● DESCRIPTION OF THE TASK: Write out each of the records below again, substituting "azalea bush" for every occurrence of "rhododendron shrub" and changing nothing else. Leave the pictures out of your answer.

● INPUT:
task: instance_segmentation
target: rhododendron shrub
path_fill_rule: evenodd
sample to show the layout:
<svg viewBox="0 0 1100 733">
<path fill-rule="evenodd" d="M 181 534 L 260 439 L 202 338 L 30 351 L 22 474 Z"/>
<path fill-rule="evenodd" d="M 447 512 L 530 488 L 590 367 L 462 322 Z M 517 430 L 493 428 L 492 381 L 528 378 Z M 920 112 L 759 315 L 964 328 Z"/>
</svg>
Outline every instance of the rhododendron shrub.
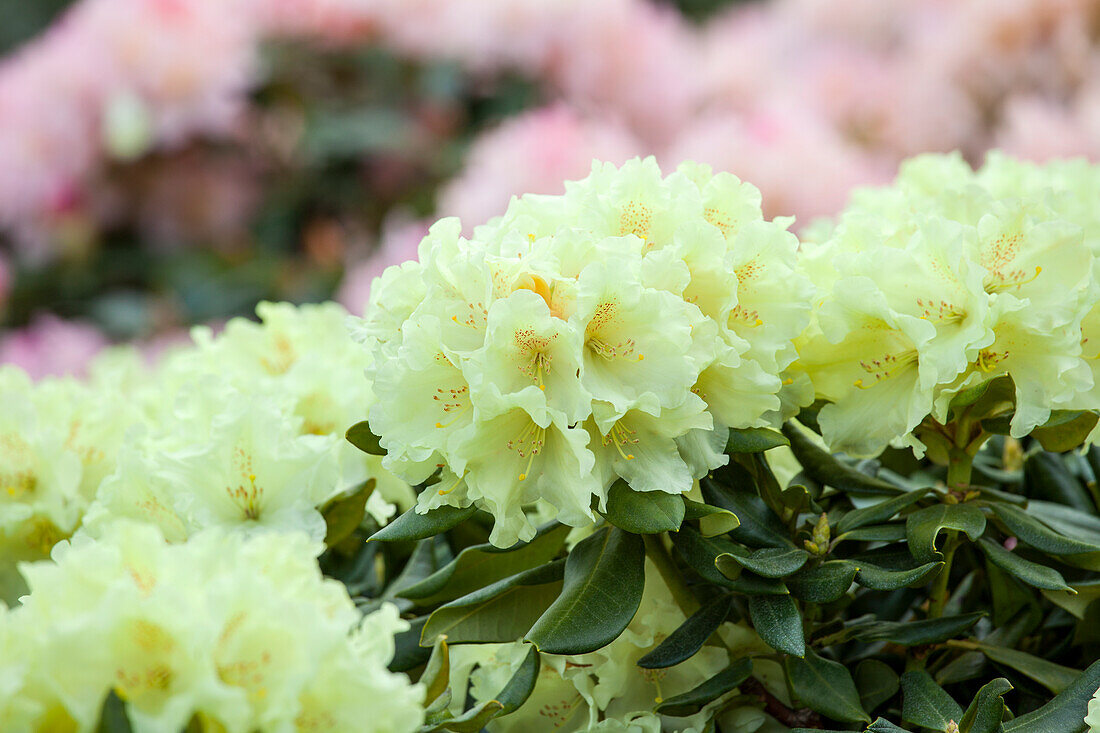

● COMPLETE OUTPUT:
task: instance_segmentation
target: azalea bush
path_fill_rule: evenodd
sample to show the layout:
<svg viewBox="0 0 1100 733">
<path fill-rule="evenodd" d="M 181 534 L 260 439 L 202 338 L 30 351 L 22 474 Z"/>
<path fill-rule="evenodd" d="M 447 512 L 530 488 L 590 367 L 462 322 Z M 517 430 L 493 428 L 492 381 L 528 378 Z M 920 112 L 759 315 L 964 328 Z"/>
</svg>
Outline every instance of the azalea bush.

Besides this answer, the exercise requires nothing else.